FAR from busy.
Which is too bad in ways, because I've forgotten many of the details of some very good meals and solid pairings that should have been detailed.
But let's try in stream-of-consciousness form.
Ten days in Portugal in September left us wanting, even bordering on annoyed. There just wasn't enough 'vacation' in it, not enough 'holy crap!' to it. So with our first round-number anniversary approaching, getting the heck out of Dodge again was necessary. Personally, I think Portugal might have been fine enough if not for a couple of meals that put the nail in the Portuguese food coffin. "Wait for it, wait for it, I bet we get potatoes AND rice and overdone meat again. Here it comes. Put your bets in. YEP!" I'm a snob and Spain spoiled me. Plus, it might have been fine - it WAS insanely relaxing - but that Newark passport-control line. Oh, that line. 300 people and four booth attendants. Screw you, Newark! Screw you! I no longer love you!
Saffron-lemon chicken from Saveur (October issue - New Classics). We probably had it with some Spanish-style potatoes or something and a salad. Best damn chicken ever and I don't think that's overstating things. It's Spanish chicken without putting it into a Spanish box. And don't be skimpy. Drink good stuff with it, like the 2004 La Rioja Alta Viña Ardanza Reserva Especial ($30-ish - Binny's), which is back at Vin Chicago. I just got the email. It's $28. We've had a few of the 2001, a historic vintage in Rioja, loved them for the most part, and the 2004 is just as good. I may not remember the details of this meal but I remember the feeling, and that was all tickle-y Good and Happy. All of the good that comes with great Spanish flavors clicking together. Food. Wine. Separate. Together. And incredible together.

# [INSTRUCTIONS]
a) Answer these questions using the food and wine post:
(i) How many days did the September trip to Portugal last?
(ii) How many people and how many booth attendants were in the Newark passport-control line?
(iii) What price does the post give for the 2004 La Rioja Alta Viña Ardanza Reserva Especial in the email from Vin Chicago?
b) In the food and wine post, list every food the writer bets will be served again during the Portugal trip.

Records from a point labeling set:
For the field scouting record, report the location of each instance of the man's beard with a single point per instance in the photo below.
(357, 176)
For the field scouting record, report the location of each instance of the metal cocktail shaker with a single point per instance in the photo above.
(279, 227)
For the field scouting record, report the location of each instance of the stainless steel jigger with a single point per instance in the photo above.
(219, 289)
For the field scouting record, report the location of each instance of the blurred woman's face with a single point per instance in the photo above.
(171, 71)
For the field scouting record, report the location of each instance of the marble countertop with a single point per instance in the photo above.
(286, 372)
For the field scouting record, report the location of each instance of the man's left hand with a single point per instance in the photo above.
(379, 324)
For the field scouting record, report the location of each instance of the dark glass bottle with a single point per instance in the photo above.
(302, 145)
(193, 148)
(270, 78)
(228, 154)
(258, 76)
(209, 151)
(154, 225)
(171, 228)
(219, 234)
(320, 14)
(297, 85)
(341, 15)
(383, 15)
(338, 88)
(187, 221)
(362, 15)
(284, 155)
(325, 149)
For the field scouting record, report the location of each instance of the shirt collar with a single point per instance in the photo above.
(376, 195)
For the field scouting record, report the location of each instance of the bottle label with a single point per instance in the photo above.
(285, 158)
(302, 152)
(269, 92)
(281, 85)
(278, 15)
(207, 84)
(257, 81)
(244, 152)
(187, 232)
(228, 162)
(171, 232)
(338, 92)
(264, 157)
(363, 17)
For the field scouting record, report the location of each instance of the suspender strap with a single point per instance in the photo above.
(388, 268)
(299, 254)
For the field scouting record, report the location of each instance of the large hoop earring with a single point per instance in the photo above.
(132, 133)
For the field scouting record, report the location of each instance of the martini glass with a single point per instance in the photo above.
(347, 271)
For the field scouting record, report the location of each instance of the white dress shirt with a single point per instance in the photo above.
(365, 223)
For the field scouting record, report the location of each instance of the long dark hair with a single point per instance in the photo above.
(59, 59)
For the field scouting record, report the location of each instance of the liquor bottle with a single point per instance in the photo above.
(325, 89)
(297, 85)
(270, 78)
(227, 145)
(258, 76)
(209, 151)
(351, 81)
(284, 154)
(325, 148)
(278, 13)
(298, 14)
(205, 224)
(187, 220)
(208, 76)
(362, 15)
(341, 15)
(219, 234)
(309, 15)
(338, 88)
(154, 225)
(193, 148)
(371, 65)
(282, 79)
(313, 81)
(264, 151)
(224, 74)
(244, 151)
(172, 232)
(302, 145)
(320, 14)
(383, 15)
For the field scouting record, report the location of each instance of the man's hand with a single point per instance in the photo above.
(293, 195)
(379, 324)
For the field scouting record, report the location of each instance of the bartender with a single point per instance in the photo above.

# [SOLUTIONS BELOW]
a)
(i) Ten days
(ii) 300 people and four booth attendants
(iii) $28

b)
- Potatoes
- Rice
- Overdone meat